*** SOURCE PASSAGE ***
I have pandas code which works perfectly.
import pandas as pd
courses_df = pd.DataFrame(
[
["Jay", "MS"],
["Jay", "Music"],
["Dorsey", "Music"],
["Dorsey", "Piano"],
["Mark", "MS"],
],
columns=["Name", "Course"],
)
pandas_df_json = (
courses_df.groupby(["Name"])
.apply(lambda x: x.drop(columns="Name").to_json(orient="records"))
.reset_index(name="courses_json")
)
But when I convert the dataframe to Dask and try the same operation.
from dask import dataframe as dd
df = dd.from_pandas(courses_df, npartitions=2)
df.groupby(["Name"]).apply(lambda x: x.to_json(orient="records")).reset_index(
name="courses_json"
).compute()
And the error i get is
UserWarning: `meta` is not specified, inferred from partial data. Please provide `meta` if the result is unexpected.
Before: .apply(func)
After: .apply(func, meta={'x': 'f8', 'y': 'f8'}) for dataframe result
or: .apply(func, meta=('x', 'f8')) for series result
df.groupby(["Name"]).apply(lambda x: x.to_json(orient="records")).reset_index(
---------------------------------------------------------------------------
TypeError Traceback (most recent call last)
Input In [37], in <module>
1 from dask import dataframe as dd
3 df = dd.from_pandas(courses_df, npartitions=2)
----> 4 df.groupby(["Name"]).apply(lambda x: x.drop(columns="Name").to_json(orient="records")).reset_index(
5 name="courses_json"
6 ).compute()
TypeError: _Frame.reset_index() got an unexpected keyword argument 'name'
My expected output from dask and pandas should be same that is
Name courses_json
0 Dorsey [{"Course":"Music"},{"Course":"Piano"}]
1 Jay [{"Course":"MS"},{"Course":"Music"}]
2 Mark [{"Course":"MS"}]
How do i achieve this in dask ?
My try so far
from dask import dataframe as dd
df = dd.from_pandas(courses_df, npartitions=2)
df.groupby(["Name"]).apply(
lambda x: x.drop(columns="Name").to_json(orient="records")
).compute()
UserWarning: `meta` is not specified, inferred from partial data. Please provide `meta` if the result is unexpected.
Before: .apply(func)
*** End of SOURCE PASSAGE ***
*WORK INSTRUCTION 1:*
Answer the following about the forum post, one line each.
(a) How many partitions does the post request when it converts the pandas DataFrame to Dask?
(b) Which keyword argument does the TypeError say `reset_index()` did not expect?
(c) In the expected output, what is the courses_json value for Mark?
*WORK INSTRUCTION 2:*
Rewrite as a brief list the first warning in the forum post, from "UserWarning: `meta` is not specified" through the line ending "for series result", keeping its advice and both suggested forms.
*** DATA FOR REVIEW ***
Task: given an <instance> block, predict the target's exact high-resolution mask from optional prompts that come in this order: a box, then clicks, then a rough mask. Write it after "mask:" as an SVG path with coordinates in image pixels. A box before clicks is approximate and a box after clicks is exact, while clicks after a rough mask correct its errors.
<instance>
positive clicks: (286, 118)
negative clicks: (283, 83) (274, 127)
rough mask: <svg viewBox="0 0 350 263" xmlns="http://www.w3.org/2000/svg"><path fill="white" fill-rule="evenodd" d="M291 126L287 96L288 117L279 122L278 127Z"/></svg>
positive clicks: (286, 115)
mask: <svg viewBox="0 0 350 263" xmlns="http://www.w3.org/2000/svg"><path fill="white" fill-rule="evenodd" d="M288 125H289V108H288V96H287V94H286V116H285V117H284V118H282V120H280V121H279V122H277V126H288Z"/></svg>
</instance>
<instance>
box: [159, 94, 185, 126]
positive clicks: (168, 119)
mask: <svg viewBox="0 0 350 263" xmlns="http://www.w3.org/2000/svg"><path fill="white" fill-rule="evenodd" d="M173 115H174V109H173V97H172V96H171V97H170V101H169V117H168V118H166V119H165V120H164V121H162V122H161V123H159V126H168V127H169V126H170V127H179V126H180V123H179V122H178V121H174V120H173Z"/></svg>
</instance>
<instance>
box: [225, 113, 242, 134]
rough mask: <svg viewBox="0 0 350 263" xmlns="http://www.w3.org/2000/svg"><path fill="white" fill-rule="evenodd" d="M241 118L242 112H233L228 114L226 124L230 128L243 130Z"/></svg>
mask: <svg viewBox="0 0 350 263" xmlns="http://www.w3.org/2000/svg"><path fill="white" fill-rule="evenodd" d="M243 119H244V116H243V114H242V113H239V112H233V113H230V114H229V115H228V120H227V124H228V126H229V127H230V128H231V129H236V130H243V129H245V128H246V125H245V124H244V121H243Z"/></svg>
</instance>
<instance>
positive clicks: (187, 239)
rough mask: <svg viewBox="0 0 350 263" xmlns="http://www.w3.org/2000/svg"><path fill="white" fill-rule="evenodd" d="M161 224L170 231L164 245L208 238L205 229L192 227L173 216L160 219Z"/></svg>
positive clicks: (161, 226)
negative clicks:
*** End of DATA FOR REVIEW ***
*EXPECTED ANSWER 1:*
(a) 2
(b) name
(c) [{"Course":"MS"}]

*EXPECTED ANSWER 2:*
- `meta` was not specified, so it was inferred from partial data; provide `meta` if the result is unexpected.
- Before: `.apply(func)`
- After, for a dataframe result: `.apply(func, meta={'x': 'f8', 'y': 'f8'})`
- After, for a series result: `.apply(func, meta=('x', 'f8'))`